* [The records]:

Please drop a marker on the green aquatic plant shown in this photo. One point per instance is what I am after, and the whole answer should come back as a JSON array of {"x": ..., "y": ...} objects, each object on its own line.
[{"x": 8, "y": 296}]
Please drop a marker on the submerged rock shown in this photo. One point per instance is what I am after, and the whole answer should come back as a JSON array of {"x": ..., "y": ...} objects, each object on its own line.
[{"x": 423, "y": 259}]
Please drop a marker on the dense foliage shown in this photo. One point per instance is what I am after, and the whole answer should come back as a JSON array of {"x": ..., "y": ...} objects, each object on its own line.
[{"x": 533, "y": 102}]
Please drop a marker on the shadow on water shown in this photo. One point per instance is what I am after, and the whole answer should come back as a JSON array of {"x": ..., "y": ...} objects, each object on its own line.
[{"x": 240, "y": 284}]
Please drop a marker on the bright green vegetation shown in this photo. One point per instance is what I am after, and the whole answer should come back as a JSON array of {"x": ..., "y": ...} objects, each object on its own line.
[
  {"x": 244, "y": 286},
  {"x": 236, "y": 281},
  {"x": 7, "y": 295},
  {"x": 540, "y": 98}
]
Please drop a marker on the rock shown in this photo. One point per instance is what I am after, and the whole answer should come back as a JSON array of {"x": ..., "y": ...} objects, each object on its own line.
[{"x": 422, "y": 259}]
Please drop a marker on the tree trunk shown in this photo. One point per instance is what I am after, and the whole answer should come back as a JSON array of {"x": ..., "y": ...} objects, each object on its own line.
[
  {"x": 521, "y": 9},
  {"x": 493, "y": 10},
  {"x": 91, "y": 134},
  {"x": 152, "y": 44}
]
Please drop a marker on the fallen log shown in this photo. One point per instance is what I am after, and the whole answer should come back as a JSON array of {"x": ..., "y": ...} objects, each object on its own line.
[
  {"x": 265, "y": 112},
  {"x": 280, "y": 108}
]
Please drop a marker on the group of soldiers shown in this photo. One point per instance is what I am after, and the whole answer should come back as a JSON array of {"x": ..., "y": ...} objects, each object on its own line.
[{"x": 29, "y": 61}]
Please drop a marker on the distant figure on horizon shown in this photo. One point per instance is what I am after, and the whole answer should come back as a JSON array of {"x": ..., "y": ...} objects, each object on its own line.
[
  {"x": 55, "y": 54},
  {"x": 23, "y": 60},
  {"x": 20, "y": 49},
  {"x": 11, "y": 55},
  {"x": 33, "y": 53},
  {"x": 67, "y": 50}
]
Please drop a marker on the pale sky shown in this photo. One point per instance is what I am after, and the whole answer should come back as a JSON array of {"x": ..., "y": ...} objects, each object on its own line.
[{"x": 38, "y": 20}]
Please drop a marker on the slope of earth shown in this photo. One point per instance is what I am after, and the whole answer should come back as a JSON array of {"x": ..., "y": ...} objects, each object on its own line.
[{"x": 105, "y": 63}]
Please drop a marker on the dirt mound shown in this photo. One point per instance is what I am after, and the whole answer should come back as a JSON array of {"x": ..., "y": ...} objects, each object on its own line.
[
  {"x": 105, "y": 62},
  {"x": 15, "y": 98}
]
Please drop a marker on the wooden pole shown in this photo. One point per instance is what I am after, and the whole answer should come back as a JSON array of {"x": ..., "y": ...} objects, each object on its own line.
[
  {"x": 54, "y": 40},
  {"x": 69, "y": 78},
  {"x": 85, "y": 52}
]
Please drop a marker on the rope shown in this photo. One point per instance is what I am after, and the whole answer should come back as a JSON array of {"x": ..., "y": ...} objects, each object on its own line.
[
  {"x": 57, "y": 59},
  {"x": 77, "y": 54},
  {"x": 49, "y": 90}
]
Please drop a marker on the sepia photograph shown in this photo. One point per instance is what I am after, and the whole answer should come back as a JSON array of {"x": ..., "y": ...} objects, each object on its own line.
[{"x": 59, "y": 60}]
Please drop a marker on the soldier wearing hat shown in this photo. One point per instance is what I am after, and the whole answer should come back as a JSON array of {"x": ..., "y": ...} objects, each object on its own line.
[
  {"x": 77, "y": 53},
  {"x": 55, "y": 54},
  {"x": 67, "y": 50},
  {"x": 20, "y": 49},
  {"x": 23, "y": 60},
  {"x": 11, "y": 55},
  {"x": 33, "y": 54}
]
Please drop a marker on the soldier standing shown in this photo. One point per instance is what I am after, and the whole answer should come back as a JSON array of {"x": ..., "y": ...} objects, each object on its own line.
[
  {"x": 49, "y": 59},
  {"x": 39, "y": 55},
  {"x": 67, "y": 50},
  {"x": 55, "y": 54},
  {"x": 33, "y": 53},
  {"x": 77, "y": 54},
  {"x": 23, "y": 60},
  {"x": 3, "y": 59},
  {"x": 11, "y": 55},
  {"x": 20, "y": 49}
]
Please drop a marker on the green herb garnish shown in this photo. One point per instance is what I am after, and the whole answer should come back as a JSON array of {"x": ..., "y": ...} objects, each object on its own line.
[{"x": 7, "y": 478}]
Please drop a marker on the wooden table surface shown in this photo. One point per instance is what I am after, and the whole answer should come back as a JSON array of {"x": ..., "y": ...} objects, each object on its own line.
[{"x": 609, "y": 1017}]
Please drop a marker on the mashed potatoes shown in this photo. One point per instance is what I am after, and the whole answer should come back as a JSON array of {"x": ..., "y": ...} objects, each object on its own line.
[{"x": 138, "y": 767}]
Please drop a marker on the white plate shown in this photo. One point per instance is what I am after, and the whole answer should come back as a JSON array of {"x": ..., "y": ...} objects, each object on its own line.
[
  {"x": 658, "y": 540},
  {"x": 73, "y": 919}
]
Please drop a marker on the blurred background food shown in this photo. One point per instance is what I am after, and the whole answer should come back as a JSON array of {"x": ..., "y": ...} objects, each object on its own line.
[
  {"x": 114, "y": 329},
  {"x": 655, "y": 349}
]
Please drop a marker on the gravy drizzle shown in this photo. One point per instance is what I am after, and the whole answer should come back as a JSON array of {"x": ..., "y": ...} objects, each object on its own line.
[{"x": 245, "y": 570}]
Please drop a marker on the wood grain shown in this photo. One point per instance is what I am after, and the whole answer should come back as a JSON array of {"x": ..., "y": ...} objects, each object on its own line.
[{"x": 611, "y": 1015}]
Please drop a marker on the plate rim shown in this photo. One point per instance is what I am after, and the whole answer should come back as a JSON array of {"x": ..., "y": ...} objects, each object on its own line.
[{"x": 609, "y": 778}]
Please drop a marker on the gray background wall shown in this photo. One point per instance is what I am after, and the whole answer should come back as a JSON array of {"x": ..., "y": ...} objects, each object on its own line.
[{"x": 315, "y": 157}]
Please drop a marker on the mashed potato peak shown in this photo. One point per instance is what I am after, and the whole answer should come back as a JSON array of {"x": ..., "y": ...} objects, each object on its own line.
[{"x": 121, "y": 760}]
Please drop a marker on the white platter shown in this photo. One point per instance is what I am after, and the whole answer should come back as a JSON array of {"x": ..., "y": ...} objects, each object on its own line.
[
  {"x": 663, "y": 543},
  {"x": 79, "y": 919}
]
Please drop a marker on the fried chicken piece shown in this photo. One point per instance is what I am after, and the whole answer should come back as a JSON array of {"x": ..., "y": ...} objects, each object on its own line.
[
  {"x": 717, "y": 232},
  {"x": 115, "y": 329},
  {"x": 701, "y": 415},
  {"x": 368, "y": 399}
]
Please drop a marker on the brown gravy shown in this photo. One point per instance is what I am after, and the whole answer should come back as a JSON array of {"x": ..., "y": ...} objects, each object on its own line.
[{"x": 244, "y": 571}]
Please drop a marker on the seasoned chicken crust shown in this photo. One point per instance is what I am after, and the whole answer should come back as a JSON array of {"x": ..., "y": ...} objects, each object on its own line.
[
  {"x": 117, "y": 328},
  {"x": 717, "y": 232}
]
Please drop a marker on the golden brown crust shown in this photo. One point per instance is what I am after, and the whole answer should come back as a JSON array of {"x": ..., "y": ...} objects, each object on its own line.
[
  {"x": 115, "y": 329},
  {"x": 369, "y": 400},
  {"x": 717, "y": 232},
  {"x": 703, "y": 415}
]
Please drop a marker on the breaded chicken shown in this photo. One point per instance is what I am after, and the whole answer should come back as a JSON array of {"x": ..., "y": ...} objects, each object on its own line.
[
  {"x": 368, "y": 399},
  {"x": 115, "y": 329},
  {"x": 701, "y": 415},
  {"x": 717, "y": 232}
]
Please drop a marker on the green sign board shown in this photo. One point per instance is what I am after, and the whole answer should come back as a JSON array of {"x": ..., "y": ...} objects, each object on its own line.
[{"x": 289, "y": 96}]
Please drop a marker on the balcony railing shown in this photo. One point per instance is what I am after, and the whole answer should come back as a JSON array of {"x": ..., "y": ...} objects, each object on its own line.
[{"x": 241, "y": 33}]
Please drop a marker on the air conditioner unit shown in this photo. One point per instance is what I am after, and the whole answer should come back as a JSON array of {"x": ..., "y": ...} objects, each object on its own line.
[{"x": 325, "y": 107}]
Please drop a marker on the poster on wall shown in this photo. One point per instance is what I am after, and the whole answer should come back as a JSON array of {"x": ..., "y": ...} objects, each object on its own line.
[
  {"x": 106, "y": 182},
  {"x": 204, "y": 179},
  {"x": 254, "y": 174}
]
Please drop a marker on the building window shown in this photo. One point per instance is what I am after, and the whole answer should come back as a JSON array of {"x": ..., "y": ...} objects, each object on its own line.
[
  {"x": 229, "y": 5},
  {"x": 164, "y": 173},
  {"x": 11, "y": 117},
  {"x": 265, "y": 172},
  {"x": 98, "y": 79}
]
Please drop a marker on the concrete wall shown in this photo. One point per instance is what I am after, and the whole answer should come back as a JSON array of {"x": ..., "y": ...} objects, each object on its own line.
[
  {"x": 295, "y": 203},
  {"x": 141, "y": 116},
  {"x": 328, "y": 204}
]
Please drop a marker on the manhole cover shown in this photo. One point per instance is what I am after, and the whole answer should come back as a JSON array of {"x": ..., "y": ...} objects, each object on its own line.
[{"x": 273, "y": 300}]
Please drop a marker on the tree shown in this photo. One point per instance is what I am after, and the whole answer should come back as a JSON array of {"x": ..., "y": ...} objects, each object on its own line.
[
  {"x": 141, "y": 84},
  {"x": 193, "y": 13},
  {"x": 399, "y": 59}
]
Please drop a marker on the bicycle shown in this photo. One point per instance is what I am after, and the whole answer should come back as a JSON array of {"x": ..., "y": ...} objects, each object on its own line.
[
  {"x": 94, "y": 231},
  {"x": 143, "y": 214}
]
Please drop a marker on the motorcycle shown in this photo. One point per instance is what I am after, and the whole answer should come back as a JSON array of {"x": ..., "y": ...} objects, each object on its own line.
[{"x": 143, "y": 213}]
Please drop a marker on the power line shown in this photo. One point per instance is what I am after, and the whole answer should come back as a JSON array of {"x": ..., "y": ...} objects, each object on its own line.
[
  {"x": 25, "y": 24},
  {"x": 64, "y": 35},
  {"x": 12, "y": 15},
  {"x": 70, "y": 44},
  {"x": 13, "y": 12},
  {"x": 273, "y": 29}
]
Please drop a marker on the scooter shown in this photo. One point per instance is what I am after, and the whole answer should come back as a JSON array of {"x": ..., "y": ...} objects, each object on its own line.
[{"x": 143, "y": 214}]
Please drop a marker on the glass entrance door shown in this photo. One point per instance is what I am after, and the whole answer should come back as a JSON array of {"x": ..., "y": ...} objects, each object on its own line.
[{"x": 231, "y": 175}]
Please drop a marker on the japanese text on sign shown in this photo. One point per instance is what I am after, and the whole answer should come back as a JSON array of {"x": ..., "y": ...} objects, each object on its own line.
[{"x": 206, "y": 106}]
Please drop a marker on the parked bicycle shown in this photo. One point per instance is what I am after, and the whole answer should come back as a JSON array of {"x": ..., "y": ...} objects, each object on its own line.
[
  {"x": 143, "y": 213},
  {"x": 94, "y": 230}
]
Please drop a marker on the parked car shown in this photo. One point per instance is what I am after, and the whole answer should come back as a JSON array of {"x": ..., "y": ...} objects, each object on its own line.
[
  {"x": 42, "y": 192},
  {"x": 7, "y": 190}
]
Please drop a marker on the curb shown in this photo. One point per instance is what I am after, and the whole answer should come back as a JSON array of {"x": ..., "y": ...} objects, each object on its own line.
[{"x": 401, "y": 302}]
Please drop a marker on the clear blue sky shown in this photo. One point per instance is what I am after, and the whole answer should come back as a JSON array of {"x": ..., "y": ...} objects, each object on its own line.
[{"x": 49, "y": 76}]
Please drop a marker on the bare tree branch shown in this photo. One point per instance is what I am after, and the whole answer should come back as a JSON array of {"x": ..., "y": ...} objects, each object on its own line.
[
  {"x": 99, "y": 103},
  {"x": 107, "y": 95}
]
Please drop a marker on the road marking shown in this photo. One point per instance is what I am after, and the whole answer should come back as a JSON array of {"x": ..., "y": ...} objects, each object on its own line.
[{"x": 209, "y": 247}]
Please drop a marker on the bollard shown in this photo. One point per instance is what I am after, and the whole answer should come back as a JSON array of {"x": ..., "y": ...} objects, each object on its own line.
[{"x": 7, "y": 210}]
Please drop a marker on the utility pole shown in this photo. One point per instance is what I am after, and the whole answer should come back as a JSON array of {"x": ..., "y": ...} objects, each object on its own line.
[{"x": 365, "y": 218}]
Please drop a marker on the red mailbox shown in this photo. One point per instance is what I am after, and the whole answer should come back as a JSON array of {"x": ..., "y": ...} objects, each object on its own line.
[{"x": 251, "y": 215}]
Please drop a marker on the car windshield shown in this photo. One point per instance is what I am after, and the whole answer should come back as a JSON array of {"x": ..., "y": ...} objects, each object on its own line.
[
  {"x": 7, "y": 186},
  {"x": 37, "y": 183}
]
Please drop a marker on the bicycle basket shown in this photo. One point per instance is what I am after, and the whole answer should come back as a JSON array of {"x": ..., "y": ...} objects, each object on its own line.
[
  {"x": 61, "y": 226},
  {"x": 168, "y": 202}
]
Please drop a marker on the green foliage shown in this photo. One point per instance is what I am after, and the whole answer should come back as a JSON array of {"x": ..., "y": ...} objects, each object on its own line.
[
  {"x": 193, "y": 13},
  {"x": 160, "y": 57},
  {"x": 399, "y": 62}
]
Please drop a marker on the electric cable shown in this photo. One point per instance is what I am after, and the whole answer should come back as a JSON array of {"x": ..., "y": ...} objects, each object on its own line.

* [Job]: Copy the items from the line with "Please drop a marker on the car" through the end of the items, changing "bicycle basket" to "wicker basket" and leaving everything else as it is.

* [Answer to the exercise]:
Please drop a marker on the car windshield shown in this photo. One point per instance is what I am after, and the whole answer should come back as a JSON array of {"x": ..., "y": ...} objects, each object on its own line.
[
  {"x": 7, "y": 186},
  {"x": 37, "y": 183}
]
Please drop a marker on the wicker basket shown in this photo. One point per instance is what I am after, and the whole answer should come back as a JSON array of {"x": ..., "y": ...} objects, each object on its own line.
[
  {"x": 61, "y": 226},
  {"x": 168, "y": 202}
]
Please drop a marker on the green foliage shown in this photo. One point per instance is what I am after, and the whole answer should come back as a JSON array of {"x": ..., "y": ...} objects, each object on its own line.
[
  {"x": 193, "y": 13},
  {"x": 160, "y": 57},
  {"x": 399, "y": 62}
]
Please drop a marker on the electric cable shown in this photo. One point per instance is what I am after, and the whole answer should come back as a JSON array of {"x": ..., "y": ...} objects, each object on its own line.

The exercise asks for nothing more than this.